(Data records)

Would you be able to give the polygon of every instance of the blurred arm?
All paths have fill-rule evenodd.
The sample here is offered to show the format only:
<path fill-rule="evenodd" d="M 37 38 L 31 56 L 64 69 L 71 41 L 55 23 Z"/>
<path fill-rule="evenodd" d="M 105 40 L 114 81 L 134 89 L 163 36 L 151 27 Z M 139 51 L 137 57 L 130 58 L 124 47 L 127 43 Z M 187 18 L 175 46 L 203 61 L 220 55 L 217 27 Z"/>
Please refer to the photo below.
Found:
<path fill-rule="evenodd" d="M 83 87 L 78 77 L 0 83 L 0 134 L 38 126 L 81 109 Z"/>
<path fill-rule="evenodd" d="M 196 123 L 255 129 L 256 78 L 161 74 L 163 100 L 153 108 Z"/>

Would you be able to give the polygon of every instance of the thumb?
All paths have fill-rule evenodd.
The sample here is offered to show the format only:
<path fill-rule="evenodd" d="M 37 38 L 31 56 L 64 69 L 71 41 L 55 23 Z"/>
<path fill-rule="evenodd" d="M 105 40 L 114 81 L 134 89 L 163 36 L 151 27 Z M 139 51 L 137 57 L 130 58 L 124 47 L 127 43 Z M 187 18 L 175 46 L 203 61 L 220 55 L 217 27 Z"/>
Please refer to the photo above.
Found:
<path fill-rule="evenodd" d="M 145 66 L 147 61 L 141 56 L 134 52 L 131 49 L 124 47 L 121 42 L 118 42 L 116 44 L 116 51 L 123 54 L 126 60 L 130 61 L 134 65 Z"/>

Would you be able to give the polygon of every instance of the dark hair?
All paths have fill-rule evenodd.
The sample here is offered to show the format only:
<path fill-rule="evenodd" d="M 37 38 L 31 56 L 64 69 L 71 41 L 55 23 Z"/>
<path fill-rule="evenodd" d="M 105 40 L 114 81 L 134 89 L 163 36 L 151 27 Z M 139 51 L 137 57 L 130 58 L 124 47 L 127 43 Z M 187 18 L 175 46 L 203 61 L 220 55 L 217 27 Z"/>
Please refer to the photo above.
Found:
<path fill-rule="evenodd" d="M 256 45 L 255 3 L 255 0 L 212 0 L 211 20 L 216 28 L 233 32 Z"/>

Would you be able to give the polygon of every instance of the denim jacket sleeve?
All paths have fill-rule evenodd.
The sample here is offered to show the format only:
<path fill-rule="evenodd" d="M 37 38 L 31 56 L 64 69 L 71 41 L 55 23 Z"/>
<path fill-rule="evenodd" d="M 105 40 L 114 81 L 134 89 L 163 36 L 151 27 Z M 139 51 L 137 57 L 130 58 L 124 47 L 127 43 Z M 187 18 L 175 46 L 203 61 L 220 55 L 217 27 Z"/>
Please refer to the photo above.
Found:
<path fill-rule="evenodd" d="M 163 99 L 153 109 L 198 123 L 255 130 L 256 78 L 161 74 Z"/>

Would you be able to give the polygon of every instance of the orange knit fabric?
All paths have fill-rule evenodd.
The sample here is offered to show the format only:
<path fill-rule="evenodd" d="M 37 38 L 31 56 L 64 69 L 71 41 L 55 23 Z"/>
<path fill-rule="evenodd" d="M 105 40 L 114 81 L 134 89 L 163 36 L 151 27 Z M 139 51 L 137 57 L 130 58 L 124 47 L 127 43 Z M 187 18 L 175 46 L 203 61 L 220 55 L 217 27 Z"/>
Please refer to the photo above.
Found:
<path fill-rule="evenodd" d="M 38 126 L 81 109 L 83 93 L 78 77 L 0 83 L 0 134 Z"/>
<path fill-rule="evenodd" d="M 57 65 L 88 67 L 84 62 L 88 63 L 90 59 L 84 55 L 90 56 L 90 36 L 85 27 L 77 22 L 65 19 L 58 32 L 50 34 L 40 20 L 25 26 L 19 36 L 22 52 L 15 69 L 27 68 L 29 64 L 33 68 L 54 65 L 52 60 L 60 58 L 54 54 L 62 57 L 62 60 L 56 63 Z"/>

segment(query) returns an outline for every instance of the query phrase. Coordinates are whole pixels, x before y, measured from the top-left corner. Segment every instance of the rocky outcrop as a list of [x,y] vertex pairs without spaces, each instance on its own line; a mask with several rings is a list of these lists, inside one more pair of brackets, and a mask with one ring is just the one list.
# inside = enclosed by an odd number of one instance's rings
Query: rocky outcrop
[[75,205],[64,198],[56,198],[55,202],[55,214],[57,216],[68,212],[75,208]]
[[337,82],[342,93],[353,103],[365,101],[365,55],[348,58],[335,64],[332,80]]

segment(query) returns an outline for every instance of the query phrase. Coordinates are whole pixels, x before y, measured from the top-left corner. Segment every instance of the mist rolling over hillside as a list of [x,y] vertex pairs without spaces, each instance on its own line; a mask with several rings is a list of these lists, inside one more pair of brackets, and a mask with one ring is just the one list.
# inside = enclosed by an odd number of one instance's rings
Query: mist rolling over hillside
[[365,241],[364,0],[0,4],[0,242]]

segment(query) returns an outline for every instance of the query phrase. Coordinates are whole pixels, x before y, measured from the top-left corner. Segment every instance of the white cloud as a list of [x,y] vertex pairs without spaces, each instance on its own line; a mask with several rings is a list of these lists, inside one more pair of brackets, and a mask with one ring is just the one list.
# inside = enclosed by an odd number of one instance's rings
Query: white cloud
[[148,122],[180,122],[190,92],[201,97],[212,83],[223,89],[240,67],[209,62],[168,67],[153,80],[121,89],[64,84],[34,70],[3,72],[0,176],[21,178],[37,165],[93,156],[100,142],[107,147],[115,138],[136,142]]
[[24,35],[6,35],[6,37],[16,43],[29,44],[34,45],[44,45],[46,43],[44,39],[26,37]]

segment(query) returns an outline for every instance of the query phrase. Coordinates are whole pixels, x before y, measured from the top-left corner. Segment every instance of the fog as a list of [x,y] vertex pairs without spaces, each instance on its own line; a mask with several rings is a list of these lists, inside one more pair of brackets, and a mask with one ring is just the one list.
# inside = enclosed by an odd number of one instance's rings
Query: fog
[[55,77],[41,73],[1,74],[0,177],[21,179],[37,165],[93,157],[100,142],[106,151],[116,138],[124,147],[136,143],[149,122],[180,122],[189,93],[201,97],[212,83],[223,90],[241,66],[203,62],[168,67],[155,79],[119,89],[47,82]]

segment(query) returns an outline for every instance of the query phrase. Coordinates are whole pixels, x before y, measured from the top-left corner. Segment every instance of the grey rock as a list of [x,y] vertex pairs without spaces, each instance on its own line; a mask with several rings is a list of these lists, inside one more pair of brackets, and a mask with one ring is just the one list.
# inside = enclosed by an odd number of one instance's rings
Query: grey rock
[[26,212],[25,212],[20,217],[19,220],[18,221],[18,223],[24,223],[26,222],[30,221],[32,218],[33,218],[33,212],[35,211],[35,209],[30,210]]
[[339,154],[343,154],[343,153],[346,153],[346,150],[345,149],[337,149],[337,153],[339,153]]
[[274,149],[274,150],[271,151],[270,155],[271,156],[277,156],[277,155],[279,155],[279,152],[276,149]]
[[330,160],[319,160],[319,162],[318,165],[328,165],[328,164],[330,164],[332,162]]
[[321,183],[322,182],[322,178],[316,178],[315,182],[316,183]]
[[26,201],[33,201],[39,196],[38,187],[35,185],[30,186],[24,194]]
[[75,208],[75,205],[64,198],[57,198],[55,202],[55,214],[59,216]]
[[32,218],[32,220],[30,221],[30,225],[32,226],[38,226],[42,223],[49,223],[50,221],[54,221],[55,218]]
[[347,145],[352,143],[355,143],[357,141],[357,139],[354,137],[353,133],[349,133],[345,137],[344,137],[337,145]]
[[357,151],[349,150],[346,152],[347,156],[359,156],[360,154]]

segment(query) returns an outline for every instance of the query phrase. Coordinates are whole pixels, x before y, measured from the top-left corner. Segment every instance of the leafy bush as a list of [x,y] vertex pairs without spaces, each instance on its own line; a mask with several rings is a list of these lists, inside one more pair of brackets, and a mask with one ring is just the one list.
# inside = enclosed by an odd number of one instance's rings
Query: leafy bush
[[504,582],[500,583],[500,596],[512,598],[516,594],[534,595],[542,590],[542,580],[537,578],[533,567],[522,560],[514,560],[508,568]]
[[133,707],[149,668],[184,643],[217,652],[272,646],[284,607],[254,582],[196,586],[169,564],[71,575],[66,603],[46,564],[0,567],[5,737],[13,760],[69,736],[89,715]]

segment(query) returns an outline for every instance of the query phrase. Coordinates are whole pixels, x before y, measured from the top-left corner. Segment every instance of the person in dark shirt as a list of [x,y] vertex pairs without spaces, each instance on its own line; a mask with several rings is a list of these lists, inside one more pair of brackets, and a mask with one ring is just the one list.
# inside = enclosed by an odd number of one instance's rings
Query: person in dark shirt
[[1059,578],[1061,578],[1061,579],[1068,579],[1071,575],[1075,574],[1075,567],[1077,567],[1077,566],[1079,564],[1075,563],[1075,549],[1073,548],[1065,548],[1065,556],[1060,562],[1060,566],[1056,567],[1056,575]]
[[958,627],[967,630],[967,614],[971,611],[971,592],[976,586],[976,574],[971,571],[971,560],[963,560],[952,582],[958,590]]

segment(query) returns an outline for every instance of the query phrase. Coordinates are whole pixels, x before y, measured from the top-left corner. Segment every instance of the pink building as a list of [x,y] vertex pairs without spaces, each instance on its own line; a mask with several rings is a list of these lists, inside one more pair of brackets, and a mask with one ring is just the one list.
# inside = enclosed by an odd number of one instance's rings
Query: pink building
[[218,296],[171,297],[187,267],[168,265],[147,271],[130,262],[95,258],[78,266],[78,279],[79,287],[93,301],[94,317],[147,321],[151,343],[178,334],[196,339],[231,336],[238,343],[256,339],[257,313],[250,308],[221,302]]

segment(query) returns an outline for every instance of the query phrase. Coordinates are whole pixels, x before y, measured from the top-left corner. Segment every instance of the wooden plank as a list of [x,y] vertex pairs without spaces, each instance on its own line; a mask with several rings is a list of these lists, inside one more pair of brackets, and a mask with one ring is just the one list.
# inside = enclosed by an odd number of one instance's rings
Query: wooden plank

Required task
Please rewrite the rows from the start through the line containing "256 45 L 255", swapping "Found" for "Result" and leaving everything else as it is.

Worked answer
Would you be able to give the polygon of every instance of the blurred arm?
All paths have fill-rule evenodd.
The sample here is offered to show the format only:
<path fill-rule="evenodd" d="M 37 38 L 31 56 L 64 69 L 71 41 L 55 23 Z"/>
<path fill-rule="evenodd" d="M 105 40 L 114 81 L 134 89 L 163 36 L 151 27 Z M 139 51 L 137 57 L 130 58 L 124 47 L 127 43 Z M 187 18 L 175 46 L 203 61 L 220 55 L 217 27 Z"/>
Please refer to the photo below.
Result:
<path fill-rule="evenodd" d="M 83 87 L 78 77 L 0 83 L 0 134 L 38 126 L 81 109 Z"/>
<path fill-rule="evenodd" d="M 196 123 L 255 129 L 256 78 L 161 74 L 163 100 L 153 108 Z"/>

Would you be able to give the polygon of every instance of the thumb?
All paths have fill-rule evenodd.
The sample here is offered to show the format only:
<path fill-rule="evenodd" d="M 37 38 L 31 56 L 64 69 L 71 41 L 55 23 Z"/>
<path fill-rule="evenodd" d="M 105 40 L 114 81 L 134 89 L 163 36 L 151 27 Z M 139 51 L 137 57 L 130 58 L 124 47 L 127 43 Z M 187 18 L 175 46 L 203 61 L 220 55 L 217 27 Z"/>
Please refer to the photo above.
Result:
<path fill-rule="evenodd" d="M 145 66 L 147 61 L 141 56 L 134 52 L 131 49 L 124 47 L 121 42 L 118 42 L 116 44 L 116 51 L 123 54 L 126 60 L 130 61 L 134 65 Z"/>

Would you be able to give the polygon of every instance of the dark hair?
All paths have fill-rule evenodd.
The sample here is offered to show the format only:
<path fill-rule="evenodd" d="M 37 38 L 31 56 L 64 69 L 71 41 L 55 23 Z"/>
<path fill-rule="evenodd" d="M 105 40 L 114 81 L 134 89 L 163 36 L 151 27 Z M 139 51 L 137 57 L 130 58 L 124 47 L 127 43 Z M 187 18 L 175 46 L 203 61 L 220 55 L 217 27 Z"/>
Please refer to the photo above.
Result:
<path fill-rule="evenodd" d="M 256 45 L 255 3 L 255 0 L 212 0 L 211 20 L 216 28 L 233 32 Z"/>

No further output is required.